(Stored items from a collection)
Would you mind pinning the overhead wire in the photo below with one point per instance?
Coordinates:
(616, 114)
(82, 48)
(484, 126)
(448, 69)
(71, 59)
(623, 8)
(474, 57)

- **Requirement**:
Copy down the whole of the data above, matching it exactly.

- **Final answer**:
Would you mind pinning the overhead wire in the photo below with one point per instance?
Coordinates:
(616, 114)
(82, 48)
(484, 126)
(448, 69)
(71, 59)
(623, 8)
(474, 57)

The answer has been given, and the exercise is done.